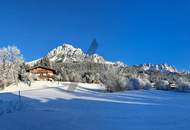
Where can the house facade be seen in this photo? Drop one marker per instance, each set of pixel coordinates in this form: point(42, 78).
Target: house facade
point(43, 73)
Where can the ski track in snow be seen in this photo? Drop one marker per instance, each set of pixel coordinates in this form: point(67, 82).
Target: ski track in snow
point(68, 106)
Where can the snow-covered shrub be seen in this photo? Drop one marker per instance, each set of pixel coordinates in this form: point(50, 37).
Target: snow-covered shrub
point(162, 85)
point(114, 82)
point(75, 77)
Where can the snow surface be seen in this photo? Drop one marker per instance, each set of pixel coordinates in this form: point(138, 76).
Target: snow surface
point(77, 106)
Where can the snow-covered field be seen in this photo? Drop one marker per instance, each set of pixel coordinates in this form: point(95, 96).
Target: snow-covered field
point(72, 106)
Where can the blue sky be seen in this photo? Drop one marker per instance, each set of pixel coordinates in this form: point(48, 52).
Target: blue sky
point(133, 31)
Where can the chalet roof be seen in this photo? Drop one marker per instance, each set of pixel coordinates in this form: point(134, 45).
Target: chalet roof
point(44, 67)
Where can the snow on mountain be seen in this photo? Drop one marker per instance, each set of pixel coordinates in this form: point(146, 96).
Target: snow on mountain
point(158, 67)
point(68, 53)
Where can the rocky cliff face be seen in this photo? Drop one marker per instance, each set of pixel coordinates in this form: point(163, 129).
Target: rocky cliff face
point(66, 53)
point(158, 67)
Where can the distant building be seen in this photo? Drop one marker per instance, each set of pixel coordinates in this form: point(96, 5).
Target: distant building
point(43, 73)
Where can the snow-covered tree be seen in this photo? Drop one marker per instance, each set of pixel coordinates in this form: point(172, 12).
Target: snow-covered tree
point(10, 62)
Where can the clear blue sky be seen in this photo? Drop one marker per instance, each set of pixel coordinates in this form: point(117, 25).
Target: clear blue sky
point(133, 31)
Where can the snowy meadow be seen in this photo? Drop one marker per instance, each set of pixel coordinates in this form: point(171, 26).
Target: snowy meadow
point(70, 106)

### Given request
Convert the data above into a JSON list of strings, one string per line with blank lines left out. Omit the pictures.

### Expected answer
[
  "Where can the house facade be seen in this photo? Drop one marker per instance, each set of pixel coordinates in this form: point(42, 78).",
  "Target: house facade",
  "point(43, 73)",
  "Where can the ski track in snow be seen in this photo? Drop one marker per instance, each set of pixel coordinates in this form: point(67, 82).",
  "Target: ski track in snow",
  "point(68, 106)",
  "Where can the snow-covered shrub be seen in this photo? Drop one marker per instance, each set of pixel coordinates in this form: point(50, 37).",
  "Target: snow-covered shrub",
  "point(162, 85)",
  "point(114, 82)",
  "point(75, 77)",
  "Where can the snow surface be seen in this photo? Drop one marker per instance, each set of pixel coordinates in this form: point(138, 76).",
  "Target: snow surface",
  "point(77, 106)",
  "Where can the snow-covered field be seen in this photo? Drop one marker per instance, each set of pixel coordinates in this form: point(95, 96).",
  "Target: snow-covered field",
  "point(72, 106)",
  "Where can the blue sky be seen in this photo? Drop one marker per instance, each set of pixel coordinates in this form: point(48, 52).",
  "Target: blue sky",
  "point(133, 31)",
  "Where can the chalet roof be seen in this photo? Drop one marker per instance, each set of pixel coordinates in this form: point(134, 45).",
  "Target: chalet roof",
  "point(44, 67)",
  "Where can the snow on mountain be seen in this photo? Drop one marker per instance, each set of pixel coordinates in this form: point(146, 96).",
  "Target: snow on mountain",
  "point(158, 67)",
  "point(68, 53)",
  "Where can the rocky cliff face be seen in this photo? Drop one marker per instance, each set of pixel coordinates in this form: point(163, 129).",
  "Target: rocky cliff face",
  "point(66, 53)",
  "point(158, 67)",
  "Where can the distant building be seen in this photo? Drop one marker per instance, each set of pixel coordinates in this form: point(96, 5).",
  "Target: distant building",
  "point(43, 73)",
  "Where can the snow-covered tree be seen in this photo? Drop one marker per instance, each set of pixel coordinates in this form: point(172, 12).",
  "Target: snow-covered tree",
  "point(10, 62)",
  "Where can the clear blue sky be seen in this photo? Drop one marker per instance, each set of pixel coordinates in this form: point(117, 25).",
  "Target: clear blue sky",
  "point(133, 31)",
  "Where can the snowy meadow be seen in this photo? Drop one marker per instance, each set of pixel coordinates in this form: point(171, 26).",
  "Target: snowy meadow",
  "point(70, 106)"
]